▶ _Supplied records_:
--------

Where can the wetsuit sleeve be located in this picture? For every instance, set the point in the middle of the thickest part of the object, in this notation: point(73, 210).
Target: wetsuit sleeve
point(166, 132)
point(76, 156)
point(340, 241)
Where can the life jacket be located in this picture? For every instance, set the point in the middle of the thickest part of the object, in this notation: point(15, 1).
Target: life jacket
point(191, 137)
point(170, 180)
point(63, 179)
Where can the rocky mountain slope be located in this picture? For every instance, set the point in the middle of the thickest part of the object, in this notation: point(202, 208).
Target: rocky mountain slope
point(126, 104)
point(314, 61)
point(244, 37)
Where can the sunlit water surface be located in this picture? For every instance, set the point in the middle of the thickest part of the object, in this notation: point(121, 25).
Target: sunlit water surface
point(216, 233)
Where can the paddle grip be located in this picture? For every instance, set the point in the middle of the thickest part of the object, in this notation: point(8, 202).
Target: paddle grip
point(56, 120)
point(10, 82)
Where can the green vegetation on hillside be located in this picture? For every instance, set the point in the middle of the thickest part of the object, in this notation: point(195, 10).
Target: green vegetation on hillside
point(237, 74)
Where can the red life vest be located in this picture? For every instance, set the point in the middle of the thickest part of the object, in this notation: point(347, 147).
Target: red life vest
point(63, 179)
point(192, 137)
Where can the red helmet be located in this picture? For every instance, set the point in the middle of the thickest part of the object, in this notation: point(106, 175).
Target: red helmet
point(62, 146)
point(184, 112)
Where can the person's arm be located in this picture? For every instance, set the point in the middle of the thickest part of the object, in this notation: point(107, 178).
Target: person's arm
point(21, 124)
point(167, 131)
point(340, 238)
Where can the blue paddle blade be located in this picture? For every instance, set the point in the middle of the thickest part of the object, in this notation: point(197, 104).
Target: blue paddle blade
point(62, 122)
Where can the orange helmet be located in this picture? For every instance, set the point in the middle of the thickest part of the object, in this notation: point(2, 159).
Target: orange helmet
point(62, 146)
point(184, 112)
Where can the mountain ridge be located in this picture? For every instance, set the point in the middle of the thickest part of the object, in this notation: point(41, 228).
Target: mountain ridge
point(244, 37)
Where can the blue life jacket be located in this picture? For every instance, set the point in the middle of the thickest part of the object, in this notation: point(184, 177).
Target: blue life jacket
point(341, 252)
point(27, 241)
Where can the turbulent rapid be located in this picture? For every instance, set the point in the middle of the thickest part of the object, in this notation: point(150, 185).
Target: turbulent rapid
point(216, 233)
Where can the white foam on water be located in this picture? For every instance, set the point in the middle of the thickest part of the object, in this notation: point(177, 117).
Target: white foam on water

--------

▶ _Goal_:
Rewrite all of the lines above, swapping "life jacket" for "buoyancy aid" wherever it occurs and leaving everything else unchanged.

▶ _Response to this exercise_:
Where can the wetsuit sleeve be located in this picture? For every instance, set the point in the middle of the thickest part of the object, in this notation: point(73, 210).
Target: wetsuit sleeve
point(166, 132)
point(76, 156)
point(340, 241)
Where can the buoyancy aid be located in this picture? For every instance, set the point in the middle of the thickest part of the object, in this notation: point(15, 1).
Target: buoyancy aid
point(191, 137)
point(170, 180)
point(63, 179)
Where can the rocky mountain slope be located in this picture? For every instance, set the point in the middle of the thickest part of the object, in this notation: point(202, 208).
Target: rocky mountain slope
point(126, 104)
point(314, 61)
point(244, 37)
Where can the sunlit water surface be located in this picture? For every instance, set the point in the middle of the thickest part of the object, in this notation: point(121, 25).
Target: sunlit water surface
point(216, 233)
Where can the paddle grip be located in this picture? For every instance, set the point in the middle of the thickest part of the object, in this notation: point(8, 202).
Target: paddle grip
point(56, 120)
point(10, 82)
Where can the green vegetation on hillside be located in this picture? For every instance, set the point in the middle of the thickest part of the object, in this notation: point(195, 10).
Target: green vegetation on hillside
point(237, 74)
Where can the red life vest be located in this picture? For every instance, set the point in the middle of the thickest part of the object, in this notation: point(347, 147).
Target: red life vest
point(63, 179)
point(192, 137)
Where can the red helmet be located in this picture? For every instance, set the point in the middle of the thickest part of the object, in this notation: point(106, 175).
Target: red helmet
point(62, 146)
point(184, 112)
Where can the person's arm be located in this picture? For every instance, set the point in the middle of the thickest part of the object, in this notation: point(107, 178).
Target: person's arm
point(21, 124)
point(167, 131)
point(340, 238)
Where can the blue paddle blade be located in this picture? For every instance, set the point in the middle of the thickest part of the object, in this notation: point(197, 104).
Target: blue paddle blade
point(62, 122)
Where can the orange helmet be located in this picture? For every instance, set the point in the middle of the thickest part of the object, in this notation: point(2, 159).
Target: orange helmet
point(62, 146)
point(184, 112)
Where can the mountain ridge be located in this picture? For every instance, set the point in the middle of the thickest part of the object, in this notation: point(41, 228).
Target: mountain ridge
point(244, 37)
Where can the blue buoyancy aid be located in this picture? For every instance, set the point in the middle of the thickest part of the object, in this notation: point(184, 177).
Target: blue buoyancy aid
point(341, 252)
point(27, 241)
Where can the turbulent rapid be located in this picture? For every instance, set the point in the middle of the thickest part of the object, in this notation: point(150, 185).
Target: turbulent rapid
point(216, 233)
Where can the white foam on water be located in this picture? For every instance, set the point in the middle of the thickest part of the object, in this notation: point(177, 117).
Target: white foam on water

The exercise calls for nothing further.